This section describes the database components that DBCA creates, which include:

7.6.1 Tablespaces and Data files

For both single-instance and cluster database environments, Oracle Database is divided into smaller logical areas of space known as tablespaces. Each tablespace corresponds to one or more data files on the shared storage. Table 7-2 shows the tablespace names used by an Oracle RAC database and the types of data they contain.

Table 7-2 Tablespace Names Used with Oracle Real Application Clusters Databases

Tablespace Name Contents

SYSAUX

An auxiliary system tablespace that contains the DRSYS (contains data for Oracle Text), CWMLITE (contains the OLAP schemas), XDB (for XML features), ODM (for Oracle Data Mining), INDEX and EXAMPLE schemas.

SYSTEM

Consists of the data dictionary, including definitions of tables, views, and stored procedures needed by the database. Oracle Database automatically maintains information in this tablespace.

TEMP

Contains temporary tables and indexes created during SQL statement processing. You may need to expand this tablespace if you run a SQL statement that involves significant sorting, such as ANALYZE COMPUTE STATISTICS on a very large table, or the constructs GROUP BY, ORDER BY, or DISTINCT.

(Saved entries)
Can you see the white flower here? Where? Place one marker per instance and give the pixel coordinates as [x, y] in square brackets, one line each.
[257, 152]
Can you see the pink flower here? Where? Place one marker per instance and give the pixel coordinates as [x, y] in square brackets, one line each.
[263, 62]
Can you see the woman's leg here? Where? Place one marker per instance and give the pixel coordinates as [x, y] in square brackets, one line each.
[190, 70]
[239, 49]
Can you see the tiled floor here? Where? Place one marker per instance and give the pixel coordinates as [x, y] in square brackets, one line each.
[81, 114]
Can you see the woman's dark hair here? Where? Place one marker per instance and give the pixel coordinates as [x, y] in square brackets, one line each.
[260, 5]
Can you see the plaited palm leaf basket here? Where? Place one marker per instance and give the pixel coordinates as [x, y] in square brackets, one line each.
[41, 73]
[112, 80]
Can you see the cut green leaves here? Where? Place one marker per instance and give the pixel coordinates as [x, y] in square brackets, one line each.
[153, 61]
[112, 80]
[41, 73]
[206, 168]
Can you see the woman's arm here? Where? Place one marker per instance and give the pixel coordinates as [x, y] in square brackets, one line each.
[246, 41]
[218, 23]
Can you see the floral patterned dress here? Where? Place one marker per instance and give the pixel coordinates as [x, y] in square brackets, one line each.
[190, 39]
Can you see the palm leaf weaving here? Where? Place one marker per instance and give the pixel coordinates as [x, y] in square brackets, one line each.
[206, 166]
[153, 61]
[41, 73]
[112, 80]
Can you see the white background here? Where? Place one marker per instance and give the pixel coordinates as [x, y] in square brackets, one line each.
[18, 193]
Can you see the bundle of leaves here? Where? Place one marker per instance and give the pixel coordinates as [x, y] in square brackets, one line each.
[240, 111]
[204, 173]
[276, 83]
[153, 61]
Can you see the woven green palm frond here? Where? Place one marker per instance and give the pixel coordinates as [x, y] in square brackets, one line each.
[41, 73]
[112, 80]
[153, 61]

- Written instruction A: In the Oracle tablespace text, what does the SYSTEM tablespace consist of?
- Written instruction B: Pick up the Oracle tablespace text after its last sentence and keep writing it.

- Final result A: The data dictionary, including definitions of tables, views, and stored procedures needed by the database.

- Final result B:
UNDOTBSn

Contains undo tablespaces for each instance that DBCA creates for automatic undo management.

USERS

Consists of application data. As you create and enter data into tables, Oracle Database fills this space with your data.

EXAMPLE

Stores the sample schemas, if you opted to include them during database creation.

You cannot alter these tablespace names when using the preconfigured database configuration option from OUI. However, you can change the names of the tablespaces if you use the advanced database creation method.

As mentioned, each tablespace has one or more data files on shared file systems. The data file names created by the preconfigured database configuration options vary by storage type such as Oracle ASM, or a cluster file system.

7.6.2 Control Files

The database is configured with two control files that must be stored on shared storage. Every database must have one unique control file; any additional control files configured for the database are identical copies of the original control file.

If a control file becomes unusable, then the database instance fails when it attempts to access the damaged control file. By multiplexing (creating multiple copies of) a control file on different disks, the database can achieve redundancy and thereby avoid a single point of failure.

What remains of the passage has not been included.